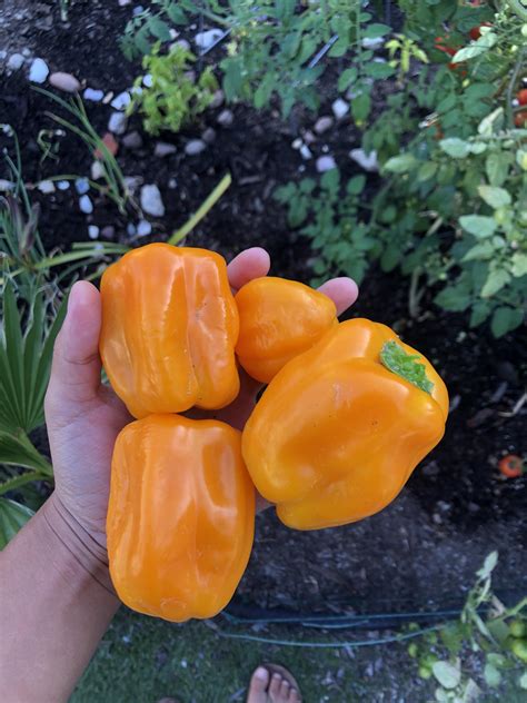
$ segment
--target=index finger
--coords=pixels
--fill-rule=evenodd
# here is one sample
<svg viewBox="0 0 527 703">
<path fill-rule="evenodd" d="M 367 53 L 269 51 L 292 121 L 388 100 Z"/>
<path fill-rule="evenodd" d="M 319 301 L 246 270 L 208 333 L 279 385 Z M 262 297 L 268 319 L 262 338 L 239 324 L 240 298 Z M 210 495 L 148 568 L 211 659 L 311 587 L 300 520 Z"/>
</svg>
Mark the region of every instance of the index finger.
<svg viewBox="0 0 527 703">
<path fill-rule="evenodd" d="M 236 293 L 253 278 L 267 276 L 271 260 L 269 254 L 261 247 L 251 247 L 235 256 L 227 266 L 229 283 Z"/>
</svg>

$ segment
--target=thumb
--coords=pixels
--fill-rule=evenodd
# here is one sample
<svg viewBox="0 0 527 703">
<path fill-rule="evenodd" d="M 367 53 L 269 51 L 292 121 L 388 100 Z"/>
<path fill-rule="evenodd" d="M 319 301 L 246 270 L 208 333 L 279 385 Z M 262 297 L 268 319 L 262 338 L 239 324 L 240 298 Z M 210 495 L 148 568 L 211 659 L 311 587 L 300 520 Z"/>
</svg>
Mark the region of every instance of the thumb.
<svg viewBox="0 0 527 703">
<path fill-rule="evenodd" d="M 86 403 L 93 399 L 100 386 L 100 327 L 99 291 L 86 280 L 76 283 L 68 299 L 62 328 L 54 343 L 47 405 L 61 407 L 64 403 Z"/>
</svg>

* * *

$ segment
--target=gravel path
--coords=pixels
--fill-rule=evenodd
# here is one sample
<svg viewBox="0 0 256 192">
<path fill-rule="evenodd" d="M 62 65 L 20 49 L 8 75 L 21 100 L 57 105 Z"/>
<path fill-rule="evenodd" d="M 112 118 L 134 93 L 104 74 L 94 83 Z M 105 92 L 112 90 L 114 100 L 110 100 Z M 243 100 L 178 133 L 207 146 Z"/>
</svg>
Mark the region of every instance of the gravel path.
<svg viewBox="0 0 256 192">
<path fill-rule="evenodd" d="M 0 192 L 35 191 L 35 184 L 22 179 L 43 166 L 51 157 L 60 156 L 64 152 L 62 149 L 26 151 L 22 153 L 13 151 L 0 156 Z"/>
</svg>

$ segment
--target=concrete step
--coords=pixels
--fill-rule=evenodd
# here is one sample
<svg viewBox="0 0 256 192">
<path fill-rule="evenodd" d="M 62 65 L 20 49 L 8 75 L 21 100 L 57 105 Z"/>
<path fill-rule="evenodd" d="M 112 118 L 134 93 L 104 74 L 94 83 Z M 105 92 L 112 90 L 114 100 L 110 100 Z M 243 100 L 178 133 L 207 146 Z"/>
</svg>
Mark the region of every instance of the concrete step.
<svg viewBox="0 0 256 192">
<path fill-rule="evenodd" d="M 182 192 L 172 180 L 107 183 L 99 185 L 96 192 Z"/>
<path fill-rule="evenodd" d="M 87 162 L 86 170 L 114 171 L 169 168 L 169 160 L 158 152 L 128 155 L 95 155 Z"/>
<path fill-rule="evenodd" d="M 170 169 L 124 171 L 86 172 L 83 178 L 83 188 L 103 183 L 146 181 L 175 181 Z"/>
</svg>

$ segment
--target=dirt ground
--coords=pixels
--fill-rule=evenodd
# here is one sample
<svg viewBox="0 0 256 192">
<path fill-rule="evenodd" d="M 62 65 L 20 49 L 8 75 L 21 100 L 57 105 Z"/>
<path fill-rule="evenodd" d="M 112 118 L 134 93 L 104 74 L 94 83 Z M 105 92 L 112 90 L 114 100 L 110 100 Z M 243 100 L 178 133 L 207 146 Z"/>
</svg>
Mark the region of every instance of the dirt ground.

### What is expected
List each line of the records that contains the string "dirt", copying every such line in full. Count a match only when uppercase and lowercase letters agree.

### Result for this task
--target=dirt ground
Mark the region of every instance of the dirt ground.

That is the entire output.